### Data entries
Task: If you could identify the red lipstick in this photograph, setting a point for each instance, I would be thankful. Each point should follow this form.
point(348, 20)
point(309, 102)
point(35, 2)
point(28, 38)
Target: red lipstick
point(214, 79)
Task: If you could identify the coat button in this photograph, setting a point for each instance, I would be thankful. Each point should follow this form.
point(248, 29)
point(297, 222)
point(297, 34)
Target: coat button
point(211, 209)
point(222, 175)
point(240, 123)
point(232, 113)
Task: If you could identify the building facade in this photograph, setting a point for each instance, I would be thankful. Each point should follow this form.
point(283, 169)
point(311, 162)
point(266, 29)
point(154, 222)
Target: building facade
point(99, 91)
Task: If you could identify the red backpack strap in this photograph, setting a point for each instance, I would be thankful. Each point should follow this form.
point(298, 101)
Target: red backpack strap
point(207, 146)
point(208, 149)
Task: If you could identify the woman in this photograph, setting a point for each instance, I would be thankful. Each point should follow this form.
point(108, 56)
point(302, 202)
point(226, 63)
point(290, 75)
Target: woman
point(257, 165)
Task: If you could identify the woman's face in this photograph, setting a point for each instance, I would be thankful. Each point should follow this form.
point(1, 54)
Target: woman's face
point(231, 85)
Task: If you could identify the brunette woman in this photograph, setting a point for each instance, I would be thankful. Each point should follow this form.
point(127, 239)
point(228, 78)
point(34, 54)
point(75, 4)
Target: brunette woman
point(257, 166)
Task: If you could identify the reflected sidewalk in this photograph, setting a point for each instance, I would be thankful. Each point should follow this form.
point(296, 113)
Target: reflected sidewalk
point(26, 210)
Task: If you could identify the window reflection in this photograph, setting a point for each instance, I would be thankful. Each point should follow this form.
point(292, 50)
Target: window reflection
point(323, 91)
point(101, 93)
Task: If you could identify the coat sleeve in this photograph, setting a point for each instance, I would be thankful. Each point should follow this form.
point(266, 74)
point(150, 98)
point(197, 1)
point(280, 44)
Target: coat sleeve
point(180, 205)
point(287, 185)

### Objective
Could you rewrite all of the data above, replacing "I would be thankful" with "I would be grateful" and leaving everything else unchanged?

### Complete output
Task: If you could identify the red lipstick in this photograph, setting a point for each instance, I would be grateful. Each point should follow this form.
point(348, 20)
point(309, 102)
point(35, 2)
point(28, 38)
Target: red lipstick
point(214, 79)
Task: If you could identify the coat button in this photograph, setting a point for each instance, I would be grateful. Each point should follow this form.
point(248, 29)
point(297, 222)
point(297, 34)
Target: coat button
point(211, 209)
point(222, 175)
point(240, 123)
point(232, 113)
Task: If you could identify the building facade in this photograph, setting a point for each instance, I would be grateful. Each point should follow this form.
point(283, 169)
point(311, 162)
point(266, 29)
point(154, 222)
Target: building facade
point(99, 91)
Task: If you could identify the red backpack strap in this photograph, setting a point for each instance, I would be grateful. Each point should follow this form.
point(298, 101)
Target: red backpack strap
point(207, 146)
point(208, 149)
Task: If you could identify the woman in this photograph, setting a point for each instance, I would be grateful. Each point should follow this form.
point(108, 56)
point(302, 202)
point(226, 63)
point(290, 75)
Target: woman
point(257, 165)
Task: If you could identify the woman's face in this photograph, setting a point for each instance, I would be grateful. Each point should follow this form.
point(1, 54)
Target: woman's face
point(231, 85)
Task: If you could identify the brunette woman in this photograph, setting a point for each instance, I would be grateful. Each point should follow this form.
point(127, 239)
point(228, 78)
point(34, 54)
point(75, 4)
Target: brunette woman
point(257, 166)
Task: If you could identify the reflected sidewalk in this photograph, setting a point for each instance, I would be grateful. Each point should follow this form.
point(296, 113)
Target: reflected sidewalk
point(26, 210)
Task: If you could identify the window reflection in this photograph, setting a point for each instance, I would be grateful. Each point should follow this form.
point(292, 50)
Target: window reflection
point(323, 91)
point(101, 93)
Task: If you could identify the coat sleeve in this photograph, setting a point for each instance, I would be grateful. Each point should follow this form.
point(266, 74)
point(150, 98)
point(197, 1)
point(280, 44)
Target: coat sleeve
point(180, 205)
point(287, 185)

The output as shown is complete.